■ What to work on ■
Print every one of the lines below, unchanged and in the same order.

■ Material for the task ■
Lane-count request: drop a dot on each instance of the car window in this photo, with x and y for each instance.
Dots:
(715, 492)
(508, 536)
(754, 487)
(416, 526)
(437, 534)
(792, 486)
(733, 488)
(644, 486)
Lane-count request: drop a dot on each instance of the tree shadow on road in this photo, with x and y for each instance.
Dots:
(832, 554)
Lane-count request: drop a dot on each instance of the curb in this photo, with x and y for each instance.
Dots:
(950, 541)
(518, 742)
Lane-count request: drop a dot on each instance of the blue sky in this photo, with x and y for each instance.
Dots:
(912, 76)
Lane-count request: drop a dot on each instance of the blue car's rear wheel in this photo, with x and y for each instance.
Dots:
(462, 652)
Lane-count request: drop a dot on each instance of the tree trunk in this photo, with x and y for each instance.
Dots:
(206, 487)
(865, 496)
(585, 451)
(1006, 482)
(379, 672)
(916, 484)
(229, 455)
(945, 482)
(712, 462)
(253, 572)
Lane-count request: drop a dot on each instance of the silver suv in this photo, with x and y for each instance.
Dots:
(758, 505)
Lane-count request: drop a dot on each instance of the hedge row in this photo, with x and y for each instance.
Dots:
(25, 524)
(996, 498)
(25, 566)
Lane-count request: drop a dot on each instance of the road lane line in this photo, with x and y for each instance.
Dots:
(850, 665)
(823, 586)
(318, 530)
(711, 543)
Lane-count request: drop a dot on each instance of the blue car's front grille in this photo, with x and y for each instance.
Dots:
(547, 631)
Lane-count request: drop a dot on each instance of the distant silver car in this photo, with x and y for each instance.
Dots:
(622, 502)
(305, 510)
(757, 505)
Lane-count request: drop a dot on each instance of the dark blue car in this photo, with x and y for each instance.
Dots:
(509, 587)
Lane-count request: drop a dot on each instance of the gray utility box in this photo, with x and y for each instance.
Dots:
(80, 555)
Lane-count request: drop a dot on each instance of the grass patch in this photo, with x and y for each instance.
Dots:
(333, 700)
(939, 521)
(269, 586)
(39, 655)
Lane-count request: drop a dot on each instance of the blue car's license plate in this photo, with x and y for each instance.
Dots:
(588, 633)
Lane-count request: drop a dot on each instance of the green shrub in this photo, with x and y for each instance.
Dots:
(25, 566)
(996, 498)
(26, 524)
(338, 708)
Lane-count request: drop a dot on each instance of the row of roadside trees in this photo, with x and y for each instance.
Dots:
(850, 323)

■ Expected answer ■
Lane-count request: drop a dot on each instance of the car window in this photo, with x and y for each instance.
Dots:
(715, 492)
(508, 536)
(754, 487)
(416, 526)
(437, 534)
(792, 486)
(733, 488)
(644, 486)
Lane-count request: drop a dot on each instance of the tree shadow on road in this photo, with x and y for each instance.
Dots:
(832, 554)
Lane-count request: drop a dot on each instance of the curb in this photo, with x and y for each instance.
Dots:
(950, 541)
(518, 742)
Lane-count request: drop a dot on each instance of the blue sky in this photo, with x and y for each instance.
Dots:
(912, 76)
Lane-count request: drop a dot on each instance of the blue car's rear wheel in this photo, with x and y for each instance.
Dots:
(462, 652)
Lane-count request: drop a dot on each instance of the tree trunk in this photo, with x and y for each instance.
Dots:
(206, 487)
(865, 496)
(585, 451)
(1006, 482)
(379, 672)
(916, 484)
(229, 455)
(945, 482)
(712, 462)
(253, 572)
Lane-count request: drop a dot on each instance of the silver suv in this photo, with x and y for each instance.
Dots:
(758, 505)
Lane-count request: drop a dot on each instance of the hedge row in this photo, with x and y for each instance.
Dots:
(25, 524)
(996, 498)
(25, 566)
Lane-count request: drop a dot on each instance of the road lane line in this photo, with x and y for each instance.
Dots:
(850, 665)
(823, 586)
(318, 530)
(711, 543)
Lane-count request: drop a dot on each instance of the blue car's front grille in this photo, with x and y for each instance.
Dots:
(547, 631)
Lane-count request: drop a dot on each instance of the distant silver car in this photo, with x and y for each instance.
Dots:
(622, 502)
(305, 510)
(757, 505)
Lane-count request: drop a dot on each instance of the dark blue car in this photo, with x and y for each instance.
Dots:
(509, 587)
Lane-count request: drop a dot on each instance of the gray utility box in this photo, with x and y for each instance.
Dots:
(80, 555)
Lane-count request: drop a dot on each instance of the grass patch in this photo, with x and y for each instance.
Dots:
(333, 700)
(939, 521)
(269, 586)
(39, 655)
Lane-count request: drop a dot on each instance of the blue car's license plate in this photo, with x and y for each instance.
Dots:
(588, 633)
Lane-count request: drop a dot on each instance of the green shrub in this photo, with x and y for each instance.
Dots:
(25, 566)
(996, 498)
(26, 524)
(338, 708)
Lane-count request: drop a dot on each instance of the row of roadside trees in this photo, with x and y for each instance.
Dots:
(850, 323)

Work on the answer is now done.